**Exercise directions:** Copy the listing word for word, starting at its first line and ending with the line that contains "[[[221,180],[99,185],[6,183],[1,255],[255,255],[255,191]]]", both included. Leave the pictures out of your answer.

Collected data
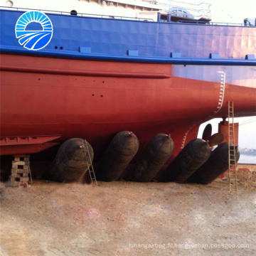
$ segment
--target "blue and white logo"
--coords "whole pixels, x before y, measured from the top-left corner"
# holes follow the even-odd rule
[[[46,47],[53,36],[53,24],[41,11],[31,11],[22,14],[15,26],[18,43],[28,50],[37,50]]]

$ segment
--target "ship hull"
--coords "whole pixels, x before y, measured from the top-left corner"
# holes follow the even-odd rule
[[[191,67],[183,68],[187,74]],[[1,54],[1,137],[85,138],[96,157],[122,130],[136,134],[140,150],[156,134],[171,134],[175,157],[202,122],[227,115],[228,100],[234,100],[237,117],[256,109],[254,87],[230,80],[220,107],[217,73],[215,80],[184,78],[171,64]],[[22,146],[16,148],[8,154],[21,154]]]

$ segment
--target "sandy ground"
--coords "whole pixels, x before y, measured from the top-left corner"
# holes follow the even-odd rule
[[[221,180],[99,185],[6,183],[1,255],[255,255],[255,191]]]

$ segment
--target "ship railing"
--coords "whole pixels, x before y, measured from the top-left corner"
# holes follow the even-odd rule
[[[210,4],[207,3],[200,3],[198,4],[179,1],[171,1],[166,3],[164,0],[142,0],[152,4],[155,4],[157,8],[171,15],[191,19],[208,19],[210,20]]]
[[[202,24],[202,25],[215,25],[215,26],[247,26],[251,28],[255,28],[255,26],[248,26],[245,23],[224,23],[224,22],[203,22],[200,21],[178,21],[177,23],[189,23],[189,24]]]
[[[83,14],[83,13],[75,13],[75,15],[71,14],[68,11],[53,11],[53,10],[44,10],[41,9],[31,9],[28,8],[18,8],[18,7],[7,7],[7,6],[0,6],[0,9],[5,10],[14,10],[14,11],[39,11],[46,14],[60,14],[60,15],[69,15],[79,17],[92,17],[92,18],[114,18],[114,19],[121,19],[121,20],[129,20],[129,21],[154,21],[153,18],[139,18],[139,17],[126,17],[116,15],[106,15],[106,14]]]

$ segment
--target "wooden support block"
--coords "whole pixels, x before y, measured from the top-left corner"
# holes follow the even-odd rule
[[[10,177],[14,177],[14,178],[23,177],[22,174],[11,174],[11,176]]]
[[[29,161],[13,161],[11,162],[12,165],[28,165]]]
[[[21,177],[21,178],[20,178],[20,181],[29,181],[29,178],[28,178],[28,177]]]
[[[11,169],[11,174],[28,174],[28,173],[29,173],[29,170],[24,170],[20,169]]]
[[[19,178],[10,176],[10,181],[20,181]]]
[[[28,165],[23,166],[23,170],[29,170],[29,166]]]
[[[30,155],[26,155],[26,154],[21,154],[21,155],[15,155],[14,157],[30,157]]]
[[[20,182],[19,181],[11,181],[11,185],[13,187],[17,187],[17,186],[19,186]]]

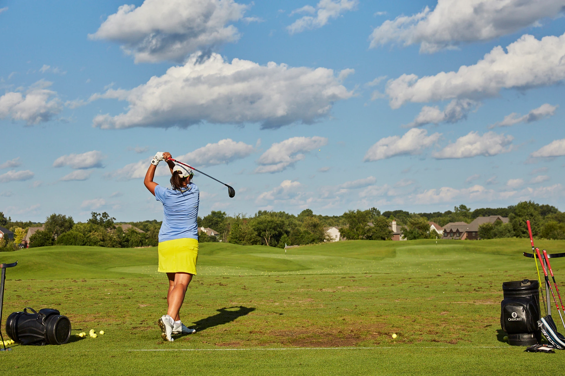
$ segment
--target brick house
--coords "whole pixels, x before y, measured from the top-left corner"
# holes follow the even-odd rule
[[[442,238],[477,240],[479,239],[479,227],[485,223],[494,223],[497,221],[508,223],[508,218],[500,215],[490,215],[477,217],[468,224],[465,222],[450,222],[444,227],[444,236]]]

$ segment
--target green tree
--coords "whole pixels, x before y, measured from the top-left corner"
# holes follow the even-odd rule
[[[7,218],[6,218],[5,216],[4,216],[4,213],[2,213],[2,211],[0,211],[0,226],[5,228],[6,226],[8,225],[8,223],[11,222],[12,222],[11,218],[8,217]]]
[[[529,237],[526,224],[526,221],[528,220],[534,236],[537,236],[541,229],[542,220],[540,213],[540,205],[533,201],[519,202],[514,207],[514,212],[510,214],[509,219],[516,237]]]
[[[347,225],[340,228],[342,236],[349,240],[365,238],[369,222],[368,210],[349,210],[344,213],[343,217]]]
[[[540,236],[546,239],[565,239],[565,223],[555,220],[548,220],[540,231]]]
[[[249,223],[257,236],[267,246],[276,246],[282,235],[284,221],[273,215],[261,215],[253,218]]]
[[[365,238],[368,240],[389,240],[392,238],[392,230],[388,220],[383,215],[373,219],[373,226],[367,229]]]
[[[112,230],[115,227],[114,222],[116,220],[116,219],[114,217],[110,217],[110,215],[106,212],[105,211],[102,214],[100,214],[95,211],[91,211],[90,215],[92,216],[88,220],[87,223],[97,224],[104,228]]]
[[[57,245],[84,245],[85,241],[84,235],[78,231],[71,230],[59,235],[55,244]]]
[[[429,223],[427,218],[415,215],[407,220],[404,230],[404,237],[408,240],[429,239]]]
[[[53,235],[48,231],[37,231],[29,238],[29,247],[53,245]]]
[[[71,230],[75,225],[75,221],[72,216],[67,217],[63,214],[53,213],[45,219],[44,225],[45,231],[51,235],[55,239],[64,232]]]

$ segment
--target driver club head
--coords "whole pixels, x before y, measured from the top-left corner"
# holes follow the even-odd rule
[[[228,184],[225,184],[226,187],[228,187],[228,194],[230,197],[233,198],[233,196],[236,195],[236,190],[232,187],[230,187]]]

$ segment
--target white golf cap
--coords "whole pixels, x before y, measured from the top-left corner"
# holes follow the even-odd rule
[[[191,175],[194,175],[194,173],[192,172],[192,169],[190,167],[182,166],[182,165],[175,165],[175,167],[173,169],[173,171],[180,171],[180,176],[181,178],[187,178]]]

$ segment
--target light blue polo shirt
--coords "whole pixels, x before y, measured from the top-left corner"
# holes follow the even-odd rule
[[[192,238],[198,240],[200,191],[191,183],[184,192],[155,187],[155,198],[163,203],[163,224],[159,231],[159,242]]]

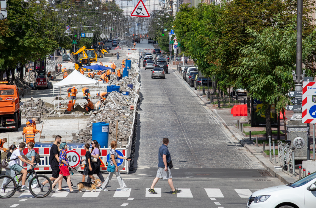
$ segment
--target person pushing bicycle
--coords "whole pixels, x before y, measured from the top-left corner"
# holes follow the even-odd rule
[[[24,142],[20,143],[19,148],[12,153],[10,157],[10,161],[8,163],[9,169],[23,174],[19,179],[19,181],[20,181],[22,178],[21,190],[29,190],[29,188],[25,186],[25,181],[26,180],[27,171],[18,163],[18,159],[19,159],[22,162],[30,164],[31,166],[36,164],[31,162],[23,153],[23,151],[25,149],[26,146],[26,145]],[[33,167],[32,168],[33,168]]]

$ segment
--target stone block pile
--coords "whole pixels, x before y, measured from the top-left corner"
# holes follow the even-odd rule
[[[30,100],[23,103],[20,108],[21,118],[29,119],[35,118],[40,122],[41,118],[47,115],[49,110],[45,102],[39,98],[34,100],[31,98]]]

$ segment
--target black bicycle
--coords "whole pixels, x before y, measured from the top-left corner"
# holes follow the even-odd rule
[[[38,175],[34,170],[36,165],[33,166],[33,168],[27,170],[27,180],[31,174],[33,174],[34,176],[31,179],[29,182],[28,188],[32,195],[37,198],[43,198],[48,195],[52,188],[52,181],[49,178],[44,175]],[[21,191],[21,186],[19,184],[18,175],[22,174],[18,174],[15,172],[14,178],[9,175],[2,175],[0,176],[0,198],[7,199],[11,197],[17,191]],[[42,183],[47,180],[48,182],[43,185]]]

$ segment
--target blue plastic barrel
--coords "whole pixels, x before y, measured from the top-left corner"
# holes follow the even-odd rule
[[[127,85],[127,86],[130,87],[131,87],[131,89],[132,90],[134,89],[134,84],[131,84],[130,85]]]
[[[129,68],[127,67],[123,68],[123,73],[122,73],[123,77],[128,76],[128,70]]]
[[[96,140],[100,147],[108,147],[109,141],[109,124],[105,122],[92,123],[92,140]]]
[[[131,64],[132,61],[131,60],[126,60],[125,61],[125,66],[131,68]]]

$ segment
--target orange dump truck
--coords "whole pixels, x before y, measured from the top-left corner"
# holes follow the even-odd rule
[[[7,82],[0,82],[0,85]],[[19,89],[16,85],[0,85],[0,129],[18,130],[21,126]]]

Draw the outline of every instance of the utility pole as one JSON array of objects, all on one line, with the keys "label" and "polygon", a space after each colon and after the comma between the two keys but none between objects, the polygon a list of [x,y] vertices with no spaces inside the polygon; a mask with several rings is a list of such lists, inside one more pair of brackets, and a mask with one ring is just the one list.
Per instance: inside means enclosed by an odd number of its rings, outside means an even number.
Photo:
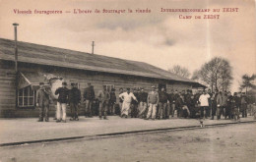
[{"label": "utility pole", "polygon": [[95,54],[95,41],[93,41],[93,43],[92,43],[92,54]]},{"label": "utility pole", "polygon": [[18,48],[17,48],[17,27],[19,24],[15,23],[14,26],[14,39],[15,39],[15,73],[18,72]]},{"label": "utility pole", "polygon": [[18,47],[17,47],[17,27],[19,24],[15,23],[14,26],[14,39],[15,39],[15,89],[16,89],[16,107],[18,106]]}]

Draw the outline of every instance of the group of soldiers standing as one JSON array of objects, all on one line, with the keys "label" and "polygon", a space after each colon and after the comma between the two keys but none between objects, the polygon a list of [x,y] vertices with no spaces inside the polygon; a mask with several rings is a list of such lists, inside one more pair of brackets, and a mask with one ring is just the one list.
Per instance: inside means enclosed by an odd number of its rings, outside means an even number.
[{"label": "group of soldiers standing", "polygon": [[[56,108],[56,122],[66,122],[67,105],[70,106],[70,121],[78,121],[79,105],[82,102],[81,91],[77,83],[71,83],[71,89],[67,88],[67,82],[62,82],[54,92],[58,95]],[[96,94],[94,86],[88,83],[84,91],[85,117],[91,118],[98,115],[99,119],[106,120],[107,115],[120,115],[121,118],[141,118],[145,120],[177,118],[211,118],[220,120],[222,116],[224,119],[239,120],[240,113],[242,117],[247,117],[248,105],[255,104],[254,97],[249,98],[245,93],[234,93],[219,91],[197,91],[192,90],[171,90],[166,93],[165,88],[159,89],[153,85],[149,92],[144,88],[119,88],[119,96],[116,96],[115,89],[110,91],[106,86],[102,86]],[[116,103],[119,100],[118,104]],[[255,99],[255,98],[254,98]],[[45,90],[43,82],[40,82],[40,88],[36,92],[36,105],[39,107],[39,120],[48,122],[50,93]]]}]

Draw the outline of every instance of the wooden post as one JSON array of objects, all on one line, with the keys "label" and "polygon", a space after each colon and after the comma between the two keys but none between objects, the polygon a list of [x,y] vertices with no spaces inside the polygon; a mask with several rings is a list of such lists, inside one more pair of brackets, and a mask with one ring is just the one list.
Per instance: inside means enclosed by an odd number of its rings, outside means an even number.
[{"label": "wooden post", "polygon": [[95,54],[95,41],[92,43],[92,54]]},{"label": "wooden post", "polygon": [[16,89],[16,107],[18,107],[18,47],[17,47],[17,27],[19,24],[13,24],[14,26],[14,39],[15,39],[15,89]]}]

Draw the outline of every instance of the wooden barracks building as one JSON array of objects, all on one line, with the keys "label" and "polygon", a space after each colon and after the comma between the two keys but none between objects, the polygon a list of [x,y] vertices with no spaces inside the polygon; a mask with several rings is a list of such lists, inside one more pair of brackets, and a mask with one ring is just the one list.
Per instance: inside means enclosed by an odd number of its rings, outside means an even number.
[{"label": "wooden barracks building", "polygon": [[[149,91],[155,84],[166,87],[167,92],[171,89],[183,90],[204,86],[143,62],[21,41],[18,42],[16,80],[14,53],[15,42],[0,38],[0,117],[37,117],[36,89],[38,83],[45,82],[48,78],[56,81],[63,78],[68,84],[72,81],[78,82],[82,96],[88,82],[94,85],[96,93],[102,85],[108,89],[144,87]],[[84,106],[81,104],[81,113]],[[54,111],[52,103],[50,114]]]}]

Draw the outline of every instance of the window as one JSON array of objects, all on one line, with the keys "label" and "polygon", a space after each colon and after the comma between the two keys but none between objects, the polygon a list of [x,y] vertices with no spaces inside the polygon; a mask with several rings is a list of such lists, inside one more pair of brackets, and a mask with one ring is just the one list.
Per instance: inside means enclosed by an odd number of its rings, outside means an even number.
[{"label": "window", "polygon": [[18,106],[19,107],[33,107],[35,98],[35,90],[32,90],[31,86],[19,89],[18,94]]},{"label": "window", "polygon": [[103,85],[104,87],[106,87],[106,90],[107,91],[111,91],[112,88],[114,88],[114,85],[113,84],[105,84]]}]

**Solution for this problem:**
$ segment
--target "blue and white logo"
--coords "whole pixels, x before y, measured from the top-left corner"
# holes follow the even-odd rule
[[[46,47],[53,36],[53,24],[41,11],[31,11],[22,14],[15,26],[18,43],[28,50],[37,50]]]

$ segment
--target "ship hull"
--coords "whole pixels, x before y, measured from the top-left corner"
# holes follow the even-odd rule
[[[191,67],[183,68],[187,74]],[[1,54],[1,137],[85,138],[96,157],[122,130],[136,134],[140,150],[156,134],[171,134],[175,157],[202,122],[227,115],[228,100],[234,100],[237,117],[256,109],[254,87],[230,80],[220,107],[217,73],[215,80],[184,78],[171,64]],[[22,146],[16,148],[8,154],[21,154]]]

$ segment
--target "sandy ground"
--coords "whole pixels, x before y, measured from the top-left corner"
# holes follow the even-odd rule
[[[221,180],[99,185],[6,183],[1,255],[255,255],[255,191]]]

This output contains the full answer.